━━━━━ TEXT ━━━━━

Between 1930 and 1939, Arslan wrote voluminously, including research essays on history, language, literature and translation. He also travelled extensively, with visits to the United States in 1927 to attend the Syrian conference in Detroit and to Moscow the same year to attend the celebration of the tenth anniversary of the October Revolution. In 1931, he was in Jerusalem for the World Islamic Conference, called by Mohammad Ameen Al Hussaini to strengthen Muslim claims on the city. One of his most useful trips was to Tetouan in Algeria during 1934, where he met Messali Al Haj, then a leading nationalist anxious to publish his ideas in the North African Star. He also forged close links with the leader of Tunisia's Neo-Destour Party, Habib Bourguibah who, in 1946, declared: "Arslan lived long enough to see the French defeated and depart from his country and his return as a free man to his homeland. He wished me to return to Tunisia as he returned to Syria and Lebanon."
Bourguibah was a fan and a patron, as were the Egyptian Khedive Abbas Hilmi II (between 1922 and 1931) and Abdul Aziz Ibn Saud, the founder of the Kingdom of Saudi Arabia, who did not always appreciate fawning for its own sake.

━━━━━

## INSTRUCTIONS
1. Reproduce the passage on Arslan word for word, starting at "Bourguibah was a" and ending at "its own sake.".
2. Summarize the passage on Arslan in two sentences.

━━━━━ LISTED ENTRIES ━━━━━

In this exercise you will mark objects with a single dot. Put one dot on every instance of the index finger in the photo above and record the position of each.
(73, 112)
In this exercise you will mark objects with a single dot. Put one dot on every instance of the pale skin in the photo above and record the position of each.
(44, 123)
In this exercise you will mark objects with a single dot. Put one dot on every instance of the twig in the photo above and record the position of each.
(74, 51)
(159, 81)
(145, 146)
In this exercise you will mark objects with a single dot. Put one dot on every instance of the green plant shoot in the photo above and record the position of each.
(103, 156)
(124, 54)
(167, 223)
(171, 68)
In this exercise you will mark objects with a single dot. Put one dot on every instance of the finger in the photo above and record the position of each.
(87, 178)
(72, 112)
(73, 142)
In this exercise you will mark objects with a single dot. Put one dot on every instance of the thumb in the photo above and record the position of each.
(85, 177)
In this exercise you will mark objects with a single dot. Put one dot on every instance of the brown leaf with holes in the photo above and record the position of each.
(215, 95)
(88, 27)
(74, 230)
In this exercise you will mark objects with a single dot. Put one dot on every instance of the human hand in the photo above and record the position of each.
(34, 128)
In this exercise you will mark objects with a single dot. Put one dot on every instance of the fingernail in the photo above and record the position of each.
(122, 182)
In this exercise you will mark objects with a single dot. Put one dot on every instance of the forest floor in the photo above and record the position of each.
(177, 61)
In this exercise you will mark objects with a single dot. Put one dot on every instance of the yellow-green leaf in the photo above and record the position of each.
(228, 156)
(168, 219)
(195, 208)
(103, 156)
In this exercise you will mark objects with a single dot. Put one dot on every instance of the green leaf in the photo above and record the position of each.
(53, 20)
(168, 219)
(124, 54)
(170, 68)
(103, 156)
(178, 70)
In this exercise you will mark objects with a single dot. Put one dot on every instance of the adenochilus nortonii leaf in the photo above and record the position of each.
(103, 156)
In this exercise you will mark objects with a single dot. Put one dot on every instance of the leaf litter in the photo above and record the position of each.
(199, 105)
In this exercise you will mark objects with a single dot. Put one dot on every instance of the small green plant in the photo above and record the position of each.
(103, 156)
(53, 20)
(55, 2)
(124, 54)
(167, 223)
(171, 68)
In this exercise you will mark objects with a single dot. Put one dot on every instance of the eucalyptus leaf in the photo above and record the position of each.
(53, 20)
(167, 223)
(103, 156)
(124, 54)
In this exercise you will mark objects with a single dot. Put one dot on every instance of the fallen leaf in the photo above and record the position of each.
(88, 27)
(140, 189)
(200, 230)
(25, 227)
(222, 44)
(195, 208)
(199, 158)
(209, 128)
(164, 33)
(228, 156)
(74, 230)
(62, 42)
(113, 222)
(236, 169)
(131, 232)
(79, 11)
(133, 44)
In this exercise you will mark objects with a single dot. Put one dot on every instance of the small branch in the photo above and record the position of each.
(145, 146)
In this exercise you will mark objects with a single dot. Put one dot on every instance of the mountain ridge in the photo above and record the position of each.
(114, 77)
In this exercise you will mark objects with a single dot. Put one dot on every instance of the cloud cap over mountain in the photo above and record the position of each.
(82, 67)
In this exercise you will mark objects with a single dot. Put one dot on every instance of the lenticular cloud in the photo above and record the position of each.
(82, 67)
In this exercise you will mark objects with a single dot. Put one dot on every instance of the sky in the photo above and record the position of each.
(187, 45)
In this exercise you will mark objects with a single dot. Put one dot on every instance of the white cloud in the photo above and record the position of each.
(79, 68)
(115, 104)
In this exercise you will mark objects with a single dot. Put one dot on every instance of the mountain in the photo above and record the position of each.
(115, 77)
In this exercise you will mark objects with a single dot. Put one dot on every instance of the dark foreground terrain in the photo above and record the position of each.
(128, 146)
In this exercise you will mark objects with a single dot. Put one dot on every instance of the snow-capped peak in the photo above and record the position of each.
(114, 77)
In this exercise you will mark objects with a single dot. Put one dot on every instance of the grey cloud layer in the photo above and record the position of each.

━━━━━

## RESPONSES TO THE EXERCISE
1.
Bourguibah was a fan and a patron, as were the Egyptian Khedive Abbas Hilmi II (between 1922 and 1931) and Abdul Aziz Ibn Saud, the founder of the Kingdom of Saudi Arabia, who did not always appreciate fawning for its own sake.

2. Between 1930 and 1939, Arslan wrote extensively on history, language, literature and translation, and he traveled widely, including to Detroit and Moscow in 1927 and to Jerusalem in 1931. He formed close links with the Tunisian leader Habib Bourguibah, who, like the Egyptian Khedive Abbas Hilmi II and Abdul Aziz Ibn Saud, was a fan and a patron.